▸ **Given exercise 1**: According to the passage on Rule 144A and restricted securities, which organization sponsors the PORTAL system?
▸ **Given exercise 2**: Decide whether each statement agrees with the passage on Rule 144A and restricted securities, answering yes or no and quoting the deciding words: (a) Rule 144A provides a safe harbor from the registration requirements of the Securities Act for resales to qualified institutional buyers. (b) Contractual or legal restrictions on resale show that an investment is illiquid. (c) The PORTAL system handles unregistered securities of domestic issuers only.
▸ **Given exercise 3**: Pick up the passage on Rule 144A and restricted securities after its last sentence, and write a few more sentences that continue it.

▸ **Supplied passage**:
A large institutional market exists for certain securities that are not registered under the Securities Act, including foreign securities. The fact that there are contractual or legal restrictions on resale to the general public or to certain institutions may not be indicative of the liquidity of such investments. Rule 144A under the Securities Act allows such a broader institutional trading market for securities otherwise subject to restrictions on resale to the general public. Rule 144A establishes a "safe harbor" from the registration requirements of the Securities Act for resale of certain securities to qualified institutional buyers. Rule 144A has produced enhanced liquidity for many restricted securities, and market liquidity for such securities may continue to expand as a result of this regulation and the consequent existence of the PORTAL system, which is an automated system for the trading, clearance and settlement of unregistered securities of domestic and foreign issuers sponsored by the Financial Industry Regulatory Authority, Inc. ("FINRA").

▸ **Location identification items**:

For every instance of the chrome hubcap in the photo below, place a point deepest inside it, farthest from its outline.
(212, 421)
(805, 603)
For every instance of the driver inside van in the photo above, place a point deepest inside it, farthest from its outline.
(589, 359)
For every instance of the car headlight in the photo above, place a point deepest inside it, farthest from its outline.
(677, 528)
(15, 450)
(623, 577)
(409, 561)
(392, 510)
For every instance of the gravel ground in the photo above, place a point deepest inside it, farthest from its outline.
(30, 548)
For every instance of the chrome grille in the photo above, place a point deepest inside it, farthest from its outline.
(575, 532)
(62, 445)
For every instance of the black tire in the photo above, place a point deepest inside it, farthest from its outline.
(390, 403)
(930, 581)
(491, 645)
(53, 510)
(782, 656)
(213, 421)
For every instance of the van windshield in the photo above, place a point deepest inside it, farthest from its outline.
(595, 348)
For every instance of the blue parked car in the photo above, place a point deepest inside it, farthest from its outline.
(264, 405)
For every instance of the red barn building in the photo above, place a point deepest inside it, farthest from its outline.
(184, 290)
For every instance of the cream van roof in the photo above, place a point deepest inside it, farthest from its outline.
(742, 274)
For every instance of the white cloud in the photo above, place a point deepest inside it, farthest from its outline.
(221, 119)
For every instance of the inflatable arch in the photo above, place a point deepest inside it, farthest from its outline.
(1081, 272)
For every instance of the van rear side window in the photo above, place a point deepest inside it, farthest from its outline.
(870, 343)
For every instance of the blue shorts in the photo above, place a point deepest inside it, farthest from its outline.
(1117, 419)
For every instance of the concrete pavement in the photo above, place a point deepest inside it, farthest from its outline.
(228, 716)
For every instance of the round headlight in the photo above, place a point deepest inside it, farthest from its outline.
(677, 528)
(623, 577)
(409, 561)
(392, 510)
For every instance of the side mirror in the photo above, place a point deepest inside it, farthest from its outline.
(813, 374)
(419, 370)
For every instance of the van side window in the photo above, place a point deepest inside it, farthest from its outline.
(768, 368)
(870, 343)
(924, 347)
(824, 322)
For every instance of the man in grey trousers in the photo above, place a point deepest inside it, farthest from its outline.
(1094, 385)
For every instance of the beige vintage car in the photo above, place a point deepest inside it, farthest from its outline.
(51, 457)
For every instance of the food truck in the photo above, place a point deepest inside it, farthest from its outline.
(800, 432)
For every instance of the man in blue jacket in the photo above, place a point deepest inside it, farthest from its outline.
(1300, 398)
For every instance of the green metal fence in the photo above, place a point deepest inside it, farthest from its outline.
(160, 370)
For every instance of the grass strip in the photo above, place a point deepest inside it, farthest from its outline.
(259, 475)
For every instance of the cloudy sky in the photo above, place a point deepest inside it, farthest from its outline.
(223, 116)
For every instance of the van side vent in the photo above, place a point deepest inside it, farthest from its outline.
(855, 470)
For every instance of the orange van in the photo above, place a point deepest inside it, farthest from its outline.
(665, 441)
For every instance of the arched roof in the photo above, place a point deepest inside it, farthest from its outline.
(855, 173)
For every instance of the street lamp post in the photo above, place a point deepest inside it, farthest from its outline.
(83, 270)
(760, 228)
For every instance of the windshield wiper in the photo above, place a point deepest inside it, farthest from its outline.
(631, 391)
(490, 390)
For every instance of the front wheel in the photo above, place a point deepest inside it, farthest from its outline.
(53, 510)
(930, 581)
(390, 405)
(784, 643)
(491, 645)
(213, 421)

▸ **Expected output 1**: The Financial Industry Regulatory Authority, Inc. ("FINRA") sponsors the PORTAL system.

▸ **Expected output 2**:
(a) Yes: "Rule 144A establishes a "safe harbor" from the registration requirements of the Securities Act for resale of certain securities to qualified institutional buyers."
(b) No: "may not be indicative of the liquidity of such investments."
(c) No: "unregistered securities of domestic and foreign issuers"

▸ **Expected output 3**:
Under guidelines adopted by the Trust's Board, the adviser of an Underlying Fund may determine that particular Rule 144A securities, and commercial paper issued in reliance on the private placement exemption from registration afforded by Section 4(a)(2) of the Securities Act, are liquid even though they are not registered. A determination of whether such a security is liquid or not is a question of fact. In making this determination, the adviser will consider, as it deems appropriate under the circumstances and among other factors: (1) the frequency of trades and quotes for the security; (2) the number of dealers willing to purchase or sell the security; (3) the number of other potential purchasers of the security; (4) dealer undertakings to make a market in the security; (5) the nature of the security (e.g., debt or equity, date of maturity, terms of dividend or interest payments, and other material terms) and the nature of the marketplace trades (e.g., the time needed to dispose of the security, the method of soliciting offers, and the mechanics of transfer); and (6) the rating of the security and the financial condition and prospects of the issuer. In the case of commercial paper, the Adviser will also determine that the paper (1) is not traded flat or in default as to principal and interest, (2) is rated in one of the two highest rating categories by at least two National Statistical Rating Organization ("NRSRO") or, if only one NRSRO rates the security, by that NRSRO, or, if the security is unrated, the Adviser determines that it is of equivalent quality, and (3) the Adviser's decision takes into account all relevant factors of the trading market for the specific security.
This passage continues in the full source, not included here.